**STATED TASK**
Collect every line in the listing below that contains the word "crack" and copy each one out in full.
-- Begin --
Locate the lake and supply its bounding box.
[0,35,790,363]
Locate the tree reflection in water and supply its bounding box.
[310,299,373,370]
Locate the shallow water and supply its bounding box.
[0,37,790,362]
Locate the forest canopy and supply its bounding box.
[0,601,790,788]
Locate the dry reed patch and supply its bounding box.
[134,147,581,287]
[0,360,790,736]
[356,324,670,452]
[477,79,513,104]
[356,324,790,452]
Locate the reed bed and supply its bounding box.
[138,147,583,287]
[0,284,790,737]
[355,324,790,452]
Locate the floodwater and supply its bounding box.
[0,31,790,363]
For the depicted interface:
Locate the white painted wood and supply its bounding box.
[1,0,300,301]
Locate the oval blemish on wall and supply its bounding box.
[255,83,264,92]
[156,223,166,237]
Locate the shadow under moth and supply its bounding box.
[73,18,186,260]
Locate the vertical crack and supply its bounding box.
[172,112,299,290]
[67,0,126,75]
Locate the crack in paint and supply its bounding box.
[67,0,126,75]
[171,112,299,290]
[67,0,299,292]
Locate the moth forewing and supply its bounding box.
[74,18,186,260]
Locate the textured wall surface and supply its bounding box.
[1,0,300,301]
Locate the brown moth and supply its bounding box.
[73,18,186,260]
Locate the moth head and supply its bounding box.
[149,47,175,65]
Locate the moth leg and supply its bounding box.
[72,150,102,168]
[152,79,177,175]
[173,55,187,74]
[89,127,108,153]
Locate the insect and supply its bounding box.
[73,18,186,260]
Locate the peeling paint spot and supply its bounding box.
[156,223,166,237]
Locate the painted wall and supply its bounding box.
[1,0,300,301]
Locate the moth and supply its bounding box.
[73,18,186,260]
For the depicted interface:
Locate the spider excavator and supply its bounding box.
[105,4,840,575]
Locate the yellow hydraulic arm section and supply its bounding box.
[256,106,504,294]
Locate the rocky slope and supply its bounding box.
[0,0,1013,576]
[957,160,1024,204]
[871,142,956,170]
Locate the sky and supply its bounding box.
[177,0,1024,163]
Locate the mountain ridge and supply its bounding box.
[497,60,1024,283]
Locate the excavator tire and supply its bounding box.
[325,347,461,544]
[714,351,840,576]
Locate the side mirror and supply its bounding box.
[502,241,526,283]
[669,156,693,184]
-- End --
**SOLUTION FOR THIS TASK**
Locate the vertical crack and supply its bounding box.
Locate the crack in paint and supply its bounding box.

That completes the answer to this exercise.